Referring expression pointing data:
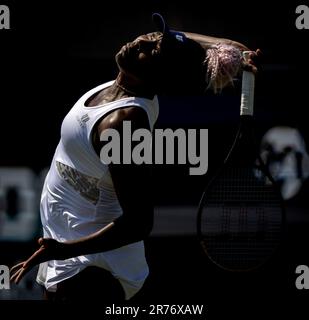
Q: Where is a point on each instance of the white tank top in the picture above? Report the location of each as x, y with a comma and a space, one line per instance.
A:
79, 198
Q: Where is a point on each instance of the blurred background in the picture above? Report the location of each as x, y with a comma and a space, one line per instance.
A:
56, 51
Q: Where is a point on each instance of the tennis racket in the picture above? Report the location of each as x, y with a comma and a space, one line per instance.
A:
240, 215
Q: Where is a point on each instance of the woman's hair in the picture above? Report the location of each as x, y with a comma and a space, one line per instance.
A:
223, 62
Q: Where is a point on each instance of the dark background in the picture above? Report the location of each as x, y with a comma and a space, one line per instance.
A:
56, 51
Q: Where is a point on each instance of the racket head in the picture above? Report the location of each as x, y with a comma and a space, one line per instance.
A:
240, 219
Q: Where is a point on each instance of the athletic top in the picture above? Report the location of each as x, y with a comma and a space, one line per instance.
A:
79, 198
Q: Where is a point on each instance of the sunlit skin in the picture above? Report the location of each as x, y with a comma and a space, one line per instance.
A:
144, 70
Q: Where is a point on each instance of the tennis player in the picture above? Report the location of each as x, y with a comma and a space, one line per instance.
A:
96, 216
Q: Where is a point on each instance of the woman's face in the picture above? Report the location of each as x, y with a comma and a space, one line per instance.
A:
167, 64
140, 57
--
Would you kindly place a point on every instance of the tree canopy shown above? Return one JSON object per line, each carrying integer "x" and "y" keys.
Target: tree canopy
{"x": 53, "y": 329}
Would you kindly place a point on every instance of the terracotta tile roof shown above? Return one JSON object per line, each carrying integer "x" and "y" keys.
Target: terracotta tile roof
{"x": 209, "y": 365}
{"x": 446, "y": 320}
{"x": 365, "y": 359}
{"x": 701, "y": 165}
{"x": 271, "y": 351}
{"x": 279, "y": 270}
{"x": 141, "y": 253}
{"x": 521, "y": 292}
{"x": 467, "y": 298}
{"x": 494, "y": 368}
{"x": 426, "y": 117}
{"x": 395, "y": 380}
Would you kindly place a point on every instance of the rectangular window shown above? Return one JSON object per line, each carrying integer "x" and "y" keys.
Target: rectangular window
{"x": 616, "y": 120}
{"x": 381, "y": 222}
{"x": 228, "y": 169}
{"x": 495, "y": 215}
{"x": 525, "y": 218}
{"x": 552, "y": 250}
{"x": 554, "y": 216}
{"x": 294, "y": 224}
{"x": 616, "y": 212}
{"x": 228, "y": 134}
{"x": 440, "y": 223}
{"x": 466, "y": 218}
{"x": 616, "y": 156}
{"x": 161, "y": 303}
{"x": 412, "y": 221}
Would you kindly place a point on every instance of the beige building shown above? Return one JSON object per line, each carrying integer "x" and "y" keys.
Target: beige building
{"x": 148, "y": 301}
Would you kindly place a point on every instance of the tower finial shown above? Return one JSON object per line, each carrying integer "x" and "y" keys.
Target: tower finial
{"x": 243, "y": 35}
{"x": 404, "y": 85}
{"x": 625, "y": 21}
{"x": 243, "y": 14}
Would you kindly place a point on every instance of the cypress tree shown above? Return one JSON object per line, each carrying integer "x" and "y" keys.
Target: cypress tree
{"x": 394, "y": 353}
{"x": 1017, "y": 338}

Directions:
Copy every line of the data that holds the string "background".

Task response:
Q: Where is a point on each instance of the blurred background in the picture above? Report the location of each as x, y with a comma and a space, one line per instance.
Q: Where is a point on each instance of the dark background in the picture above? Report the location of each as x, y with a comma and a space, one line per instance.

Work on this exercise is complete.